WHAT THE TASK ASKS
Quote the lines of the entries verbatim, beginning with the first line and ending with the line that contains "Target: teenage boy", inclusive.

[Entries for region labeling]
+ + + + +
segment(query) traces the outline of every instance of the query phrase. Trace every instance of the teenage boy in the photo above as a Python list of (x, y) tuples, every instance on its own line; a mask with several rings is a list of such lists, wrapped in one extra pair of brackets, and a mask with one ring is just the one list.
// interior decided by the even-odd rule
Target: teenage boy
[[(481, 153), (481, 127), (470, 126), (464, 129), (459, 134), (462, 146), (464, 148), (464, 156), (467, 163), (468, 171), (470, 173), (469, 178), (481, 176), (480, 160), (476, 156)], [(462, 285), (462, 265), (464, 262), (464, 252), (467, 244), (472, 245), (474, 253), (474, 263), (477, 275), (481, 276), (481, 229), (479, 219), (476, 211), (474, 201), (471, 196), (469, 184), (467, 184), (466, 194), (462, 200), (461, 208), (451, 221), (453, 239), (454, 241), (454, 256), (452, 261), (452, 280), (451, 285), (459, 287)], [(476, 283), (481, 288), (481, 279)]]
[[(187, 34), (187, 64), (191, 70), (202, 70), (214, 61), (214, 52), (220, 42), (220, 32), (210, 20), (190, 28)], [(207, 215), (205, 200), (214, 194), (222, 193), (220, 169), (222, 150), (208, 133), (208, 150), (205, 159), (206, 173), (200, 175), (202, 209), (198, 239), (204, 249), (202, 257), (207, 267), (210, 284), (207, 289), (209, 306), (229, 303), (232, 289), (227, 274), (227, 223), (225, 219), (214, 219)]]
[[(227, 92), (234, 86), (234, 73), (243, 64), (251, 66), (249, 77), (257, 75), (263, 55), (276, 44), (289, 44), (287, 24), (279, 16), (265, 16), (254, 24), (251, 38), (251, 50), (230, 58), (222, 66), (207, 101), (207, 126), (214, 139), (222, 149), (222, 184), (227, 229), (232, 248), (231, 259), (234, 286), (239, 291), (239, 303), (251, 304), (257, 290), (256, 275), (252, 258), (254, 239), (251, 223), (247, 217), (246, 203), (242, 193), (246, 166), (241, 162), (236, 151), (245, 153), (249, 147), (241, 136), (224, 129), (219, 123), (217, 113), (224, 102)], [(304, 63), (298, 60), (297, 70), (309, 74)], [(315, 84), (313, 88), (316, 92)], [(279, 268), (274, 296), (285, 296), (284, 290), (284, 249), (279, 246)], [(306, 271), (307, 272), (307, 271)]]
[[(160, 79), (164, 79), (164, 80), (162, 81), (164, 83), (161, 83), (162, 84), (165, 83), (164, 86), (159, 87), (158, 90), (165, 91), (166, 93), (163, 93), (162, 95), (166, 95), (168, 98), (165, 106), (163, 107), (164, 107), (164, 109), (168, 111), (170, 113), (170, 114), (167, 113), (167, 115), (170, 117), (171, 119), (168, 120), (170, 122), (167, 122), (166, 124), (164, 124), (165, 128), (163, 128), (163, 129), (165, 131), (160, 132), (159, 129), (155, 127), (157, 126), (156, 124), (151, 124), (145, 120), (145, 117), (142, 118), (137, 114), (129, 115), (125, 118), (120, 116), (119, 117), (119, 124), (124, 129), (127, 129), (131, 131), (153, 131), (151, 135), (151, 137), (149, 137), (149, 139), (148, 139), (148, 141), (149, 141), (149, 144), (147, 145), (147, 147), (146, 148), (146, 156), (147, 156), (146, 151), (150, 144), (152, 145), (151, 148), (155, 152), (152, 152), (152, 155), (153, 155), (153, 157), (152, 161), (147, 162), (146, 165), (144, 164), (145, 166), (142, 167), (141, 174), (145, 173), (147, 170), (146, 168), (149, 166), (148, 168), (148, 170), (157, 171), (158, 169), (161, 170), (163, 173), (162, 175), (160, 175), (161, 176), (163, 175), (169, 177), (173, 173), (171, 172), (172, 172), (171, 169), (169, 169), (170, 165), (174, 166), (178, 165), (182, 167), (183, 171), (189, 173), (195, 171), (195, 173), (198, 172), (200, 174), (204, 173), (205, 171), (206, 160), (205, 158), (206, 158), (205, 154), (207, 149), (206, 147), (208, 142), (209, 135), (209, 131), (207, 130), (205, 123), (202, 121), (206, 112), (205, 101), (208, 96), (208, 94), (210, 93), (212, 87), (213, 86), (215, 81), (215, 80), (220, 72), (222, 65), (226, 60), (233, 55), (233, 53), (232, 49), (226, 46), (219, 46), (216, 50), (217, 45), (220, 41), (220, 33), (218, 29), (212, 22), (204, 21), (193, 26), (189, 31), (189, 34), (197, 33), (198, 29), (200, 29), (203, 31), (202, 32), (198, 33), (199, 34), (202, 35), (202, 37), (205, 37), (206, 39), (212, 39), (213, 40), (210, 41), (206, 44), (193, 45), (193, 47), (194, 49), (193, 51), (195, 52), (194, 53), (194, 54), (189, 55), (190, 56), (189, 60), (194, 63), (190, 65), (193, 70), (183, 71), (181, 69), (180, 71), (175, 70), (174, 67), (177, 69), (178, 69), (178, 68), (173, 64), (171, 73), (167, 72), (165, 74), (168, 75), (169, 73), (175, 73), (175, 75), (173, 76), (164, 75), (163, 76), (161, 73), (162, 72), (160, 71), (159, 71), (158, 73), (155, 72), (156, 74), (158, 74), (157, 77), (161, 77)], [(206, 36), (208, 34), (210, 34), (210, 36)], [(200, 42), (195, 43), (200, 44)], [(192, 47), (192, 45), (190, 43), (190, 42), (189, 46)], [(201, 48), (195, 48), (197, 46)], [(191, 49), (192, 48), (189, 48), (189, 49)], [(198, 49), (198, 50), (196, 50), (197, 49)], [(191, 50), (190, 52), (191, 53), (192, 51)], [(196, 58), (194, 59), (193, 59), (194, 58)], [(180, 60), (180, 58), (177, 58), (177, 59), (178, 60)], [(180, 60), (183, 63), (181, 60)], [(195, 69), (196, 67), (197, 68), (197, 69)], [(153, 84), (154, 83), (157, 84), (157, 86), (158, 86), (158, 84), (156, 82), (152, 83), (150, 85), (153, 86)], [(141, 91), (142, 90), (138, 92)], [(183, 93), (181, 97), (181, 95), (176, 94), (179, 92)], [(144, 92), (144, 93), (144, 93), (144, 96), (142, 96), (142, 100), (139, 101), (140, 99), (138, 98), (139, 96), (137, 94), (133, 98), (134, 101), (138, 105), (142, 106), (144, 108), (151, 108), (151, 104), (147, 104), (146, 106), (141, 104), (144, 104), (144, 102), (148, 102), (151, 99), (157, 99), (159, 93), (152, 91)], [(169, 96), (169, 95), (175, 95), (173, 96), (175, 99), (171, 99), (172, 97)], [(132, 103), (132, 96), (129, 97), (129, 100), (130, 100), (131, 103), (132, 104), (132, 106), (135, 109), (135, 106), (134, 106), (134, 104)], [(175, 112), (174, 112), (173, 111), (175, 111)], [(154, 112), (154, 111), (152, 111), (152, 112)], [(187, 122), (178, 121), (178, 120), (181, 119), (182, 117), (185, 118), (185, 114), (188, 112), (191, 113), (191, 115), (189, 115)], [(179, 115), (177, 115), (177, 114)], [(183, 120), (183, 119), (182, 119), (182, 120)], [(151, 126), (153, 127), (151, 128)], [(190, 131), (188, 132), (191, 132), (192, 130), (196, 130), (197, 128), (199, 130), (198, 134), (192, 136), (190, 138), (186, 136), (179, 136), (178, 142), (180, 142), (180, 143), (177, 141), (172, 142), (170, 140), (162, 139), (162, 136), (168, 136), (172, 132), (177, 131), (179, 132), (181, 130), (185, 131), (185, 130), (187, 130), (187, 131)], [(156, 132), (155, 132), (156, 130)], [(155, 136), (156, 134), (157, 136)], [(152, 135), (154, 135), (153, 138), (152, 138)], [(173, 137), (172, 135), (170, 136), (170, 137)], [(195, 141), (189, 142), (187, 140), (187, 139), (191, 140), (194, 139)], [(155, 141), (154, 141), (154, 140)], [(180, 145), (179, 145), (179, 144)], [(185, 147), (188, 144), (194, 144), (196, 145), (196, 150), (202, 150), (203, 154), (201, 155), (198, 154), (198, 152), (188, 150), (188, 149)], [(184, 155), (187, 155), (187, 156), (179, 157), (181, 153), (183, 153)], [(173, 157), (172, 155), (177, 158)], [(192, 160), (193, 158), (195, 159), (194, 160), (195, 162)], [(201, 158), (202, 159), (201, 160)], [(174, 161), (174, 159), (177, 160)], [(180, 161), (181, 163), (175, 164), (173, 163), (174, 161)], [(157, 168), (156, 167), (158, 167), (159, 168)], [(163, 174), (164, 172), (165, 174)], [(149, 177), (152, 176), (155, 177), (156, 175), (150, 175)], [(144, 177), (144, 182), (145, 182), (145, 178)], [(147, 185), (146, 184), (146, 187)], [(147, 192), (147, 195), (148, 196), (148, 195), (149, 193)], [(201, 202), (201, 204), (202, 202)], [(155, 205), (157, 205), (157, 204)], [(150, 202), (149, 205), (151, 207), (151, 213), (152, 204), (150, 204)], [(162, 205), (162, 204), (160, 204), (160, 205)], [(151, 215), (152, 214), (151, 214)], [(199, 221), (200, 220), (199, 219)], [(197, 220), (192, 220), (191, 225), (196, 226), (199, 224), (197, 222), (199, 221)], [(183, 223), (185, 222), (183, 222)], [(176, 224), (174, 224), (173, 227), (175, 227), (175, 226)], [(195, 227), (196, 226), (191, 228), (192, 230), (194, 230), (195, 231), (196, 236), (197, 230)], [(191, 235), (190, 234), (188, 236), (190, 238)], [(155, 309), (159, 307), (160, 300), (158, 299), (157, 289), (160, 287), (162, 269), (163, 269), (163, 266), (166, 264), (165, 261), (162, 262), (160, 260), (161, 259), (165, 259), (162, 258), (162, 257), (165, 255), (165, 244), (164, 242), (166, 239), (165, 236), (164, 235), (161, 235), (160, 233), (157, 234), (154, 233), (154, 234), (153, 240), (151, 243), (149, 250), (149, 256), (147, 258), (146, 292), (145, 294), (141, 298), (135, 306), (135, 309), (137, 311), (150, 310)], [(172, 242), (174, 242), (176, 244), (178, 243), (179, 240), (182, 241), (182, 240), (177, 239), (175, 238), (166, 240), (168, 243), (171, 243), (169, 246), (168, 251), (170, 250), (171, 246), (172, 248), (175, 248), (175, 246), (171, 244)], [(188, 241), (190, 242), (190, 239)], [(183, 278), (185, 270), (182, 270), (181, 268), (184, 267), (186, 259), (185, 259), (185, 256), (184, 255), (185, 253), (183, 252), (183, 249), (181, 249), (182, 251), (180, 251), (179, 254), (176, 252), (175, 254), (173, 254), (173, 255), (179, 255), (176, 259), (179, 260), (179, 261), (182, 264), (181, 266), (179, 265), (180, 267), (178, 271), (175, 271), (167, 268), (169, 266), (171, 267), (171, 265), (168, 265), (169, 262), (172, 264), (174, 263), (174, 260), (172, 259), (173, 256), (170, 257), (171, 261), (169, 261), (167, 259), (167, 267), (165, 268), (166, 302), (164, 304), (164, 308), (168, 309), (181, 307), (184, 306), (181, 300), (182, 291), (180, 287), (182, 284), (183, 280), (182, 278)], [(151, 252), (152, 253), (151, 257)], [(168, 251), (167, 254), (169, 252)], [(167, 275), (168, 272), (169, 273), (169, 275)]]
+ + + + +
EXERCISE RESPONSE
segment(query) traces the outline of every instance of the query phrase. Trace every instance of the teenage boy in the photo above as a Python list of (x, y) tuples, every instance on its own line; a mask with several rings is a list of such lists, wrapped in one extra pair of brackets, and a mask with one ring is just the one list.
// interior decided by the even-odd rule
Target: teenage boy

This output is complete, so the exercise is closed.